STORED DATA
╔══
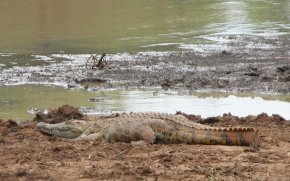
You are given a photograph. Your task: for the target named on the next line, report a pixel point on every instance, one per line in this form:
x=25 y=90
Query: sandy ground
x=26 y=154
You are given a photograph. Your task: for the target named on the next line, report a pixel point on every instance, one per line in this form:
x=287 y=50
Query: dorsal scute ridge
x=230 y=129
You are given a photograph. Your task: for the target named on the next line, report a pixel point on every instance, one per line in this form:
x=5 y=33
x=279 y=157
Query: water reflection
x=16 y=100
x=114 y=26
x=204 y=104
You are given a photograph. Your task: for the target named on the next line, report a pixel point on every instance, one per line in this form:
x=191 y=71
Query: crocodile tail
x=238 y=136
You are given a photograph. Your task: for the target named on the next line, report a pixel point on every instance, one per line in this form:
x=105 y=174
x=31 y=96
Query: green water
x=86 y=26
x=15 y=101
x=19 y=99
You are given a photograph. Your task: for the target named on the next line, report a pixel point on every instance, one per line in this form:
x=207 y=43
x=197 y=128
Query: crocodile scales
x=146 y=128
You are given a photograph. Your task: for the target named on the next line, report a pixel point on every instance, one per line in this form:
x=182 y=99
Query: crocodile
x=146 y=128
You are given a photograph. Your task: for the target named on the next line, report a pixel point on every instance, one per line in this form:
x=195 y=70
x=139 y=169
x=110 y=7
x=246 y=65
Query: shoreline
x=239 y=69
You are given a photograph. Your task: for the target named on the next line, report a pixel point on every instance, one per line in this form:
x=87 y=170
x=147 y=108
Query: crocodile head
x=68 y=129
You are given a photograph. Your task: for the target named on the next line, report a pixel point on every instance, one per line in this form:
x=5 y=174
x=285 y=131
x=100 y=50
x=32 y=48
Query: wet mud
x=26 y=154
x=244 y=63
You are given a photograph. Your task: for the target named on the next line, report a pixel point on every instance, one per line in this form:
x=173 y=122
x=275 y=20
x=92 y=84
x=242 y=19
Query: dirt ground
x=26 y=154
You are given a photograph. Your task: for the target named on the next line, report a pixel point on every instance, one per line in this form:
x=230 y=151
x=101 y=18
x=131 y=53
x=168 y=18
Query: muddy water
x=15 y=101
x=74 y=26
x=23 y=98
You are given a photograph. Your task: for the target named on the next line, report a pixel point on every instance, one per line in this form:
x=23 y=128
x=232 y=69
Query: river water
x=91 y=26
x=36 y=27
x=24 y=98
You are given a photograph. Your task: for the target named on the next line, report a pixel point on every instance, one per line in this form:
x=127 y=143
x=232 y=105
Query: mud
x=240 y=63
x=26 y=154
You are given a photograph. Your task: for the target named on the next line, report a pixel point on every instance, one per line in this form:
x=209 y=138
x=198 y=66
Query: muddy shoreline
x=26 y=154
x=244 y=63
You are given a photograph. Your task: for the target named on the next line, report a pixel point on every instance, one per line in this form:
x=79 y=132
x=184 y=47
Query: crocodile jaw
x=66 y=129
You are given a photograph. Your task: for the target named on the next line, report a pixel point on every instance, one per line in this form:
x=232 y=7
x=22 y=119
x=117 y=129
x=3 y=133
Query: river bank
╚══
Copy out, word for word, the records from their start through the line containing "x=238 y=136", including that line. Omit the pictures.

SOLUTION
You are given a photograph. Your task: for the target named on the next line, report a pixel point on every instance, one per line in this form:
x=25 y=90
Query: sandy ground
x=26 y=154
You are given a photograph. Your task: for the target named on the next line, report a pixel point on every instance, one per line in this form:
x=287 y=50
Query: dorsal scute ridge
x=230 y=129
You are given a photograph. Your task: for the target named on the next line, report a pixel point on every instance, one per line in this form:
x=5 y=33
x=279 y=157
Query: water reflection
x=16 y=100
x=114 y=26
x=204 y=104
You are given a photograph. Your task: for the target named on the next line, report a pixel point on every instance, one per line in this form:
x=191 y=71
Query: crocodile tail
x=238 y=136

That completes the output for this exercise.